## Problem to work on
Please output the entries below without altering a single character.

Recorded data:
Segment Open

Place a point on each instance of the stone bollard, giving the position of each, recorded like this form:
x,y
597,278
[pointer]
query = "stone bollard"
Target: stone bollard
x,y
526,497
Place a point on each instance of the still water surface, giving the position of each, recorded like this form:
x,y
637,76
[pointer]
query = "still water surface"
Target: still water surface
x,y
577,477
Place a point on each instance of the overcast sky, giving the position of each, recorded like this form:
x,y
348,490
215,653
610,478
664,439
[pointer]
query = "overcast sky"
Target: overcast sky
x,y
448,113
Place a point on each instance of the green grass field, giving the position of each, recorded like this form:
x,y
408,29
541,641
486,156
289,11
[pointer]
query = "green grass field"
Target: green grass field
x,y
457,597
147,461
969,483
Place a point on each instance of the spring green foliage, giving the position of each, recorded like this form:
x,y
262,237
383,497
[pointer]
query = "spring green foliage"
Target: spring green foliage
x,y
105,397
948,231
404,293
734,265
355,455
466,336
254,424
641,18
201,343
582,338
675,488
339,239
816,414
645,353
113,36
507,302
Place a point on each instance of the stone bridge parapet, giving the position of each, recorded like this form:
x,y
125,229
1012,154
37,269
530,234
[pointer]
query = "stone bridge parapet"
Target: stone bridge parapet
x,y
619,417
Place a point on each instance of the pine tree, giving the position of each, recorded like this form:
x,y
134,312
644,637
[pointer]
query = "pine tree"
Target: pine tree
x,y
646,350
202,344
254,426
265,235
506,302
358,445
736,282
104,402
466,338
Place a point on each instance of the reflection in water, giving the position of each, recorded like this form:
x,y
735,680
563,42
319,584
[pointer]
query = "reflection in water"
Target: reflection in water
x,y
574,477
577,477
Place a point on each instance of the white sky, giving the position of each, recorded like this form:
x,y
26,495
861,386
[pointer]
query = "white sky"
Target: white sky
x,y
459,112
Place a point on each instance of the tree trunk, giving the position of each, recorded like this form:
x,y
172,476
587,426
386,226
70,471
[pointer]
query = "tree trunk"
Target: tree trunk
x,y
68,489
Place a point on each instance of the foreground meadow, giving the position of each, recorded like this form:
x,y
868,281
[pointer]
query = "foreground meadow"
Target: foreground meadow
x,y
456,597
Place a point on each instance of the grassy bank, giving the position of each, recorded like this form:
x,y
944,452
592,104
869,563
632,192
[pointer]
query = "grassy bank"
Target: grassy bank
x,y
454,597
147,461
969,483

Segment Closed

## Task output
Place a point on each instance of the stone bollard, giving the position of each, recorded like this form:
x,y
597,278
[pointer]
query = "stone bollard"
Target: stone bollard
x,y
526,497
Place a point on each instance of the still water surface, giving the position of each, recorded like this form:
x,y
637,76
[pointer]
query = "still water surface"
Target: still water surface
x,y
577,477
Place a point on each instance of the overcast sky, giving the position of each, recorded like this form:
x,y
348,490
215,653
610,478
664,439
[pointer]
query = "overcast sky"
Target: overcast sky
x,y
448,113
Place a point on each instance of the green grass field, giving the position of each, recorded like this form:
x,y
408,29
541,641
486,156
289,11
[pointer]
query = "green grass field"
Target: green grass field
x,y
457,597
147,461
969,483
Place a point on each instance of the spring green foliage, giving the position of each, recorded like this form:
x,y
262,237
383,497
[pointer]
query = "spring green foliage"
Target: spring green foliage
x,y
105,397
948,231
404,293
734,265
355,455
466,336
254,424
641,18
201,343
582,338
675,488
339,239
816,414
645,353
113,36
507,302
Place a point on each instance of the stone bridge parapet, giving the position of each, recorded like this form:
x,y
125,229
1012,154
37,269
530,234
[pointer]
query = "stone bridge parapet"
Target: stone bridge parapet
x,y
619,417
Place a point on each instance of the pine tree, giving the position of each, recorded like this form:
x,y
134,312
644,637
[pointer]
query = "pine tree"
Target: pine tree
x,y
646,350
202,344
254,426
265,235
506,302
358,445
736,282
104,402
466,338
Place a point on each instance of the reflection in water, giving the position of each, recorded like this form:
x,y
735,680
563,42
319,584
[pointer]
query = "reflection in water"
Target: reflection in water
x,y
574,477
577,477
Place a point on each instance of the white sky, giving the position of each, recorded like this form:
x,y
26,495
861,386
[pointer]
query = "white sky"
Target: white sky
x,y
459,112
Place a point on each instance of the tree trunk, giving the position of each, recorded like this form:
x,y
172,476
587,426
386,226
70,471
[pointer]
query = "tree trunk"
Target: tree trunk
x,y
68,489
Place a point on each instance of the foreground meadow, giving the position of each, recorded like this form:
x,y
868,281
[pointer]
query = "foreground meadow"
Target: foreground meadow
x,y
456,597
Place a point on each instance of the grassy bank, giving the position of each, recorded like this form:
x,y
944,452
592,104
869,563
632,192
[pointer]
query = "grassy bank"
Target: grassy bank
x,y
454,597
147,461
969,483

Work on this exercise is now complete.